Sabtu, 28 Oktober 2017

ADAB TERHADAP KEDUA ORANG TUA



ADAB TERHADAP KEDUA ORANG TUA

Seorang muslim percaya akan adanya hak kedua orangtua terhadap dirinya serta kewajiban berbakti, menaati dan berbuat baik terhadap keduanya. Tidak hanya karena mereka berdua menjadi sebab keberadaannya, atau karena mereka telah memberikan perlakuan baik terhadapnya dan memenuhi kebutuhannya, tapi juga karena Allah ‘Azza Wa Jalla telah menetapkan kewajiban atas anak untuk berbakti dan berbuat baik kepada kedua orangtuanya, bahkan Allah menyebutkan kewajiban berbakti kepada orangtua setelah penyebutan kewajiban terhadap-Nya yang merupakan ibadah kepada-Nya semata, tanpa kepada yang selain-Nya, sebagaimana Firman-Nya,
“Dan Rabbmu telah memerintahkan supaya kamu jangan menyembah selain Dia dan hendaklah kamu berbuat baik pada ibu bapakmu dengan sebaik-baiknya. Jika salah seorang di antara keduanya atau kedua-duanya sampai berumur lanjut dalam pemeliharaanmu, maka sekali-kali janganlah kamu mengatakan kepada keduanya perkataan , “Ah” dan janganlah kamu membentak mereka dan ucapkanlah kepada mereka perkataan yang mulia. Dan rendakanlah dirimu terhadap mereka berdua dengan penuh kesayangan dan ucapkanlah, ‘Wahai Rabbku, kasihilah mereka keduanya, sebagaimana mereka berdua mendidik aku waktu kecil’.” (Al-Isra’: 23-24).
-=-=-
#### Tugas Latihan 1
Ulangi tanpa perubahan baris-baris catatan mulai dari baris yang memuat "Search the above image for: hill" hingga baris terakhir catatan, kedua ujungnya ikut disertakan.
Teks dan catatan merupakan dua bahan yang berdiri sendiri dan tidak saling berkaitan.

#### Catatan Acuan
-=-=-
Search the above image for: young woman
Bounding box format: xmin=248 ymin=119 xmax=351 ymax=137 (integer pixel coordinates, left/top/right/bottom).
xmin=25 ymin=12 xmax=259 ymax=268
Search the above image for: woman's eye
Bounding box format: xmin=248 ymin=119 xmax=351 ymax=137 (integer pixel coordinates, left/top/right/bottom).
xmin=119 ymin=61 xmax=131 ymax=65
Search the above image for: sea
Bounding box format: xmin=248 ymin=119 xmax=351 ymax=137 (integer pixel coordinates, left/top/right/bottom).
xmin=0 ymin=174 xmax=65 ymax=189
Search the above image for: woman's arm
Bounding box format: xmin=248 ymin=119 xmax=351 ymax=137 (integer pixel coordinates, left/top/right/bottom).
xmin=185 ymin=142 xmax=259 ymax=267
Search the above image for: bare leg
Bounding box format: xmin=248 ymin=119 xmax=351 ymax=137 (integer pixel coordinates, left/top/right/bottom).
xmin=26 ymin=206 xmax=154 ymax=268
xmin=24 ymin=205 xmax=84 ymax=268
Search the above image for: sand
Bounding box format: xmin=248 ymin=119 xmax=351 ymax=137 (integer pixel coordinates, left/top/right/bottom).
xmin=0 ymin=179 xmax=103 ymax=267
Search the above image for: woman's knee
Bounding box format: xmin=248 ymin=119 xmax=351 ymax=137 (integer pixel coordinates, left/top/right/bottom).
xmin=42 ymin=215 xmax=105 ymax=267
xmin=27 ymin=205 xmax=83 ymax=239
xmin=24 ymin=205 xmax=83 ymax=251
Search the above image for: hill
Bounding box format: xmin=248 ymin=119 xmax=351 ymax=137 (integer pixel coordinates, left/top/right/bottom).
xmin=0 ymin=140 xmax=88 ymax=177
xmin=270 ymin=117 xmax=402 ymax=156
-=-=-
#### Tugas Latihan 2
Salin kembali seluruh teks tentang adab terhadap kedua orang tua tanpa mengubah satu karakter pun.

#### Jawaban Tertulis 1
Search the above image for: hill
Bounding box format: xmin=248 ymin=119 xmax=351 ymax=137 (integer pixel coordinates, left/top/right/bottom).
xmin=0 ymin=140 xmax=88 ymax=177
xmin=270 ymin=117 xmax=402 ymax=156

#### Jawaban Tertulis 2
Sabtu, 28 Oktober 2017

ADAB TERHADAP KEDUA ORANG TUA



ADAB TERHADAP KEDUA ORANG TUA

Seorang muslim percaya akan adanya hak kedua orangtua terhadap dirinya serta kewajiban berbakti, menaati dan berbuat baik terhadap keduanya. Tidak hanya karena mereka berdua menjadi sebab keberadaannya, atau karena mereka telah memberikan perlakuan baik terhadapnya dan memenuhi kebutuhannya, tapi juga karena Allah ‘Azza Wa Jalla telah menetapkan kewajiban atas anak untuk berbakti dan berbuat baik kepada kedua orangtuanya, bahkan Allah menyebutkan kewajiban berbakti kepada orangtua setelah penyebutan kewajiban terhadap-Nya yang merupakan ibadah kepada-Nya semata, tanpa kepada yang selain-Nya, sebagaimana Firman-Nya,
“Dan Rabbmu telah memerintahkan supaya kamu jangan menyembah selain Dia dan hendaklah kamu berbuat baik pada ibu bapakmu dengan sebaik-baiknya. Jika salah seorang di antara keduanya atau kedua-duanya sampai berumur lanjut dalam pemeliharaanmu, maka sekali-kali janganlah kamu mengatakan kepada keduanya perkataan , “Ah” dan janganlah kamu membentak mereka dan ucapkanlah kepada mereka perkataan yang mulia. Dan rendakanlah dirimu terhadap mereka berdua dengan penuh kesayangan dan ucapkanlah, ‘Wahai Rabbku, kasihilah mereka keduanya, sebagaimana mereka berdua mendidik aku waktu kecil’.” (Al-Isra’: 23-24).